Short problem 1: According to the workflow file, at what time does the scheduled run take place?
Short problem 2: Rewrite the part of the workflow file starting with "- name: Start" and going on through "roughly 2.5 MB.", replacing "receive buffer" with "send buffer".
:: Document
# This workflow tests enrolling of agents on the supported platforms,
# using the latest version of fleet, fleetctl and orbit.
#
# It starts the latest release of fleet with the "fleetctl preview" command.
# It generates the installers for the latest version of Orbit with the
# "fleetctl package" command.
name: Test Fleetctl, Orbit & Preview

on:
  workflow_dispatch: # Manual
  schedule:
  - cron: '0 2 * * *' # Nightly 2AM UTC

# This allows a subsequently queued workflow run to interrupt previous runs
concurrency:
  group: ${{ github.workflow }}-${{ github.head_ref || github.run_id}}
  cancel-in-progress: true

defaults:
  run:
    # fail-fast using bash -eo pipefail. See https://docs.github.com/en/actions/using-workflows/workflow-syntax-for-github-actions#exit-codes-and-error-action-preference
    shell: bash

permissions:
  contents: read

jobs:
  gen:
    runs-on: ubuntu-latest
    outputs:
      subdomain: ${{ steps.gen.outputs.subdomain }}
      address: ${{ steps.gen.outputs.address }}
    steps:
    - name: Harden Runner
      uses: step-security/harden-runner@63c24ba6bd7ba022e95695ff85de572c04a18142 # v2.7.0
      with:
        egress-policy: audit

    - id: gen
      run: |
        UUID=$(uuidgen)
        echo "subdomain=fleet-test-$UUID" >> $GITHUB_OUTPUT
        echo "address=https://fleet-test-$UUID.fleetuem.com" >> $GITHUB_OUTPUT

  run-server:
    runs-on: ubuntu-latest
    needs: gen
    steps:
    - name: Harden Runner
      uses: step-security/harden-runner@63c24ba6bd7ba022e95695ff85de572c04a18142 # v2.7.0
      with:
        egress-policy: audit

    - name: Start tunnel
      env:
        CERT_PEM: ${{ secrets.CLOUDFLARE_TUNNEL_FLEETUEM_CERT_B64 }}
      run: |
        # Increase maximum receive buffer size to roughly 2.5 MB.
::::
:: Given data
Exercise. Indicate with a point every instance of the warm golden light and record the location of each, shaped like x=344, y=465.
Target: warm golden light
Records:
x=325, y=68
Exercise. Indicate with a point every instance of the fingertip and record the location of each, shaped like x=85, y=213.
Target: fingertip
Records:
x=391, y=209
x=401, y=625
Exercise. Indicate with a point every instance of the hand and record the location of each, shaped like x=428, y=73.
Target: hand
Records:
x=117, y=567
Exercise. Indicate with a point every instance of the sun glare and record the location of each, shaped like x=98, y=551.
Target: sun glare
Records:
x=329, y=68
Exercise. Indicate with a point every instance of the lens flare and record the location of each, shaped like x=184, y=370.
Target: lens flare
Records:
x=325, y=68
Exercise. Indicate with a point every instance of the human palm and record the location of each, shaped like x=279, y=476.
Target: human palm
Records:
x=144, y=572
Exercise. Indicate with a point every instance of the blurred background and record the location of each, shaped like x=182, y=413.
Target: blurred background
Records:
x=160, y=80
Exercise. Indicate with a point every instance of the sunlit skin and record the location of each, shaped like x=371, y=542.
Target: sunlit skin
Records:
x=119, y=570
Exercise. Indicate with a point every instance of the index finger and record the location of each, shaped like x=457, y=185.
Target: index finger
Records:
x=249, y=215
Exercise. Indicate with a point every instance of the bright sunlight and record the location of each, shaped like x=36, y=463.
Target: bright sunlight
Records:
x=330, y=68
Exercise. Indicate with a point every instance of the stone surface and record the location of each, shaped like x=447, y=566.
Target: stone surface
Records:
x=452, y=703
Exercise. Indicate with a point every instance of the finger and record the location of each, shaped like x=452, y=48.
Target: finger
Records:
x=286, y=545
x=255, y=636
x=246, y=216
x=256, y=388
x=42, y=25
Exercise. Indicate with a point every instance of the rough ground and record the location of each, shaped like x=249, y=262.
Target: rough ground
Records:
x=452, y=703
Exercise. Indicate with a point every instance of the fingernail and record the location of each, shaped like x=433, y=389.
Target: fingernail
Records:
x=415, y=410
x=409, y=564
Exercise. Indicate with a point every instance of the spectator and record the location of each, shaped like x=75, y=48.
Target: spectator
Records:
::::
Solution 1: Nightly at 2AM UTC.

Solution 2:
- name: Start tunnel
      env:
        CERT_PEM: ${{ secrets.CLOUDFLARE_TUNNEL_FLEETUEM_CERT_B64 }}
      run: |
        # Increase maximum send buffer size to roughly 2.5 MB.